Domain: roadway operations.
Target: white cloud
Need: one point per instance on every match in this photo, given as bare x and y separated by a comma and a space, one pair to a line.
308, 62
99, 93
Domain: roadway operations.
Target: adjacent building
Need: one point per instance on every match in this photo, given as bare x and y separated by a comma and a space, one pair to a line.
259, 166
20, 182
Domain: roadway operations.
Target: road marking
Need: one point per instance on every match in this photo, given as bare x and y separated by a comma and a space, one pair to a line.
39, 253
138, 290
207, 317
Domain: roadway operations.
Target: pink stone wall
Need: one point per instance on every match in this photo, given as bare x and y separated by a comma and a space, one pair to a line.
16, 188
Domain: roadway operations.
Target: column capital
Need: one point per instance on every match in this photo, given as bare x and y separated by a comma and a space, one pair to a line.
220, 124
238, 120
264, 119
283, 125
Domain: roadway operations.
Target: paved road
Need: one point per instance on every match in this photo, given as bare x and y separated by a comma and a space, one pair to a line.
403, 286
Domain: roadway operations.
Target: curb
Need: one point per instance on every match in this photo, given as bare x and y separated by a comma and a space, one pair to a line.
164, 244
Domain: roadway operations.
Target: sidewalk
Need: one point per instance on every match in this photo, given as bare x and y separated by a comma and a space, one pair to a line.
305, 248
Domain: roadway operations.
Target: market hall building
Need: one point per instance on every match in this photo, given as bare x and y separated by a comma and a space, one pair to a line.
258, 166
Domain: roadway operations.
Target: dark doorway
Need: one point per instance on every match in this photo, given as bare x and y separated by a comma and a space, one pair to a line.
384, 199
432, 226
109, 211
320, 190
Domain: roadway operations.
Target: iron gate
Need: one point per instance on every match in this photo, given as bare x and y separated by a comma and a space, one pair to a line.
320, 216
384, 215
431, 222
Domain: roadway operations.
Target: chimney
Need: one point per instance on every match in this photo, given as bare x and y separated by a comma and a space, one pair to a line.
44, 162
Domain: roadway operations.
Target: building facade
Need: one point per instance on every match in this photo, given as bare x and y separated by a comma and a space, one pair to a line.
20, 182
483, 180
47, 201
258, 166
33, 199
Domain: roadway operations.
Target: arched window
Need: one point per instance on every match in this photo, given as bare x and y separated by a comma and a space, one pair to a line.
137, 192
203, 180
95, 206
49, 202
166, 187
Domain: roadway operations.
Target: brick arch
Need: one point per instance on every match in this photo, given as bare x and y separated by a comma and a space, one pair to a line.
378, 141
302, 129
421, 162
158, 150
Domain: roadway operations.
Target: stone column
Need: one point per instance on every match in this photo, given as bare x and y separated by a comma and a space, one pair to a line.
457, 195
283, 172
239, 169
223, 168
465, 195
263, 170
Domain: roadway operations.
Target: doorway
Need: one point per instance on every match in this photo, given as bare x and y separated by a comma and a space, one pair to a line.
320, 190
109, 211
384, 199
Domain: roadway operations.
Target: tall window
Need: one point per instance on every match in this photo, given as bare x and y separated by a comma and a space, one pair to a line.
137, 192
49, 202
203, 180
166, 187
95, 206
══════════════════════════════
*The problem*: Every entry should be printed again exactly as written.

*Response to the exercise*:
Domain: roadway operations.
Target: white cloud
Need: one point per instance on every match in this photo, given as bare x and y separated by a comma and a space, one pair to a line.
308, 62
99, 93
Domain: roadway operations.
Target: adjacent building
Need: one point per instance on every match in this photo, given as bare x and y separated by a comma and a space, one pair to a line.
259, 166
20, 182
Domain: roadway operations.
Target: road marking
Need: one point per instance on every match in this photo, given as bare x and y separated by a comma and a space, one pair to a line.
39, 253
138, 290
207, 317
Domain: roadway operations.
Target: pink stone wall
Need: one point per instance on every match in this photo, given as bare x and y separated by a comma and a space, one pair to a line.
16, 188
Domain: roadway operations.
Target: column capital
Need: one point per instance on every match in this photo, given as bare x and y separated by a comma and a space, one pair to a line.
220, 124
238, 120
264, 119
283, 125
Domain: roadway operations.
Target: paved road
Need: one point per instance on every match in this photo, given as bare x and y separated by a comma and a space, one pair to a line.
403, 286
Domain: roadway operations.
Target: curb
Need: one point per instance on every match in this photo, given as bare x and y separated by a comma and a space, one pair to a line.
164, 244
Domain: roadway operations.
Target: sidewalk
Need: one point per instance on every match in this photo, given as bare x and y separated by a comma and a space, one pair to a line.
305, 248
Domain: roadway operations.
Target: market hall building
Need: one point per instance on every match in this photo, given as bare x and y separated by a comma and a space, one pair to a line.
258, 166
Domain: roadway operations.
Target: dark doorway
Need: one point per instance on every match in this photo, given as bare x and y separated by a comma and a space, one pair to a line.
384, 199
432, 226
109, 211
320, 190
Domain: roadway operations.
Target: iron gate
Need: one point per instance on every match in this photo, given as bare x and y separated by a comma and a space, one pair to a line.
320, 216
384, 215
431, 222
Domain: roadway operations.
Target: chimney
Need: one point per instance on every match in this photo, given as bare x and y separated by a comma and a space, one pair to a line.
44, 162
Domain: roadway operations.
Target: building facade
Need: one point per instance on every match in this photo, given as bare x and y separated by a comma and a space, one pair to a line.
20, 182
483, 180
47, 201
258, 166
33, 199
Domain: roadway operations.
Target: arched window
Need: one point per instance on every match in this photo, given as bare x and y separated by a comma and a space, one pair to a line.
137, 192
203, 180
95, 206
49, 202
166, 187
Domain: roadway operations.
Target: brick arch
Need: one point per instance on every match in this photo, given as bare x and y separated by a comma and a space, one pair to a line.
378, 141
302, 129
421, 162
158, 150
Domain: roadway operations.
Target: stone column
Need: one point per instance on every match in this photo, given as bare x and y separated by a comma and a space, one pair to a line.
457, 195
283, 172
239, 169
223, 168
465, 195
263, 170
Domain: roadway operations.
Target: doorway
Need: one point per instance on every match in this photo, given as bare x and y separated by a comma and a space, one pair to a line.
320, 190
109, 211
384, 199
Domain: roadway operations.
Target: tall window
Need: one point per instance on every match in this photo, given as bare x and y separated by a comma and a space, one pair to a line.
137, 192
49, 202
203, 180
166, 187
95, 206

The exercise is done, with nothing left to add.